● **EXTRACTED DATA**:
──────────
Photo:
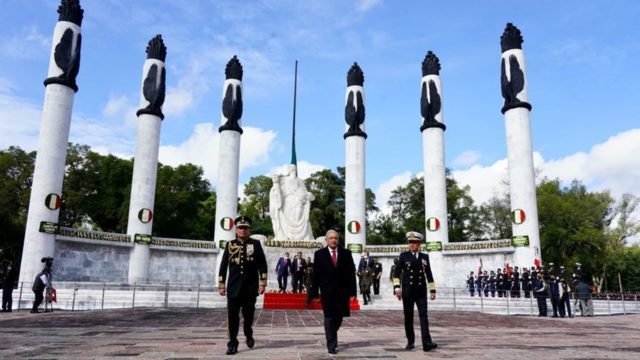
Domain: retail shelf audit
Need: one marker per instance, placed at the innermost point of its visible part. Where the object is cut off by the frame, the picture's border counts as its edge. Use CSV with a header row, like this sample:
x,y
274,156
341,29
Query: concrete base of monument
x,y
93,296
──────────
● **REQUIRED TASK**: Copy out every line of the records word for word, leaving out the pictures.

● **CORRECT RESPONSE**:
Photo:
Domain: retail shelf audit
Need: one marker per instance, placed at the innermost point of its visible part. Where the object is cut off by the frame, the picture's border counts as its edge. Use CSV with a header row, like this sample:
x,y
274,156
341,29
Query: concrete base of monument
x,y
93,296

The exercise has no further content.